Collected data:
▬▬▬
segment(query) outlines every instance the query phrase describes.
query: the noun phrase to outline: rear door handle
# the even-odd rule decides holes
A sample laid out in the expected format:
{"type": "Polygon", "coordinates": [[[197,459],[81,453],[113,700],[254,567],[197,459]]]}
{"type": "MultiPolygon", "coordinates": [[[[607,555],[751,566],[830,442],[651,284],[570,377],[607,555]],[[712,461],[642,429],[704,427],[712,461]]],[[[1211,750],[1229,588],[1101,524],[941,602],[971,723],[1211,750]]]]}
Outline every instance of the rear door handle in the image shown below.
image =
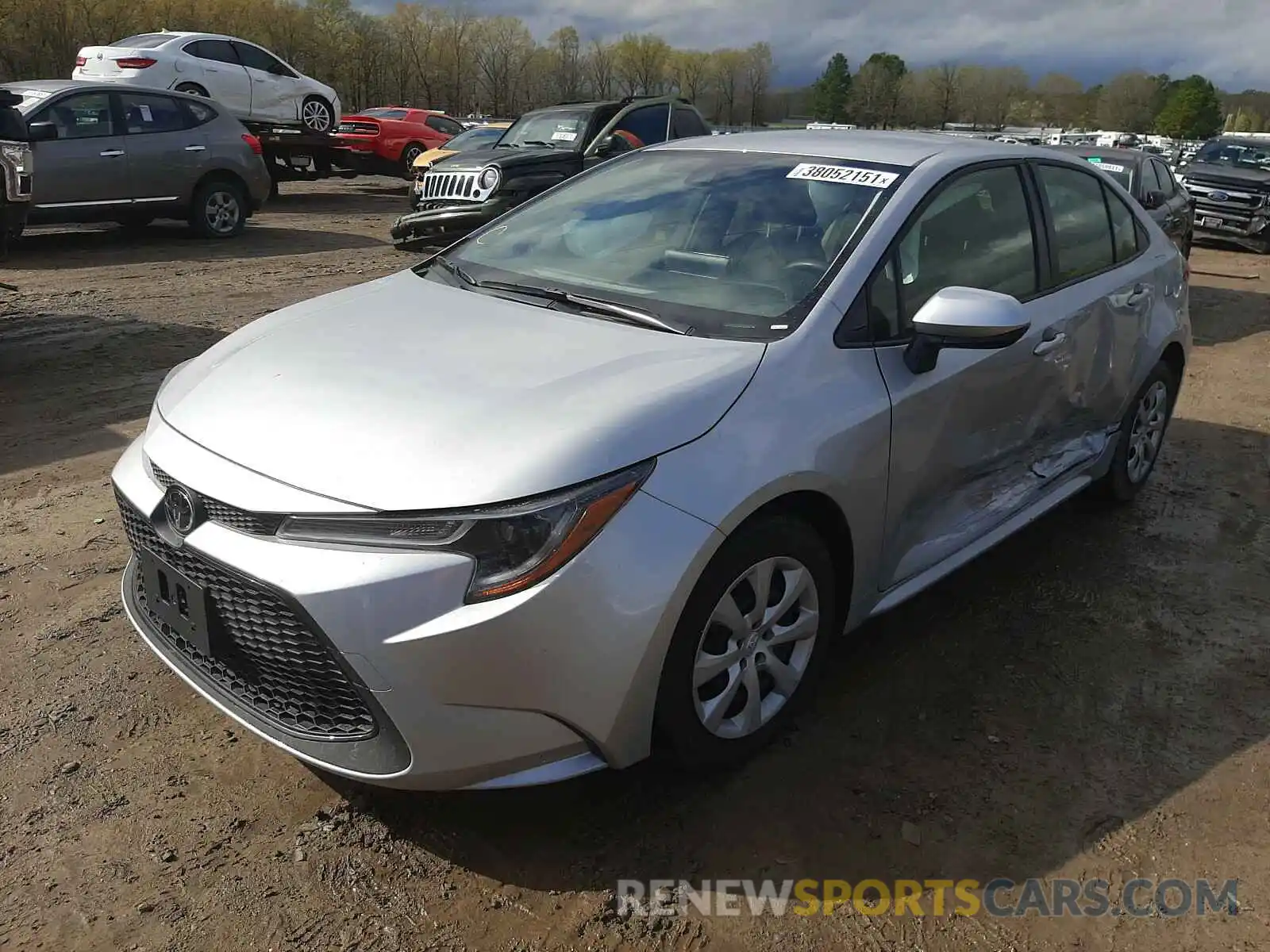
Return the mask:
{"type": "Polygon", "coordinates": [[[1050,350],[1062,347],[1067,343],[1067,334],[1059,331],[1052,338],[1046,338],[1033,348],[1033,353],[1040,357],[1041,354],[1048,354],[1050,350]]]}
▬▬▬
**CHALLENGE**: Duplicate every line of the records above word for word, omitting the pictures.

**RESPONSE**:
segment(query) outlines every instance the query phrase describes.
query: the noun phrase to outline: rear door handle
# the even-odd rule decides holes
A sample laid out in the expected format:
{"type": "Polygon", "coordinates": [[[197,459],[81,453],[113,700],[254,567],[197,459]]]}
{"type": "MultiPolygon", "coordinates": [[[[607,555],[751,566],[830,442],[651,284],[570,377],[607,555]],[[712,461],[642,429],[704,427],[712,461]]],[[[1211,750],[1229,588],[1101,524],[941,602],[971,723],[1211,750]]]]}
Outline every instance of the rear door handle in the image shown below.
image =
Return the mask:
{"type": "Polygon", "coordinates": [[[1050,350],[1062,347],[1067,343],[1067,334],[1059,331],[1052,338],[1046,338],[1033,348],[1033,353],[1040,357],[1041,354],[1048,354],[1050,350]]]}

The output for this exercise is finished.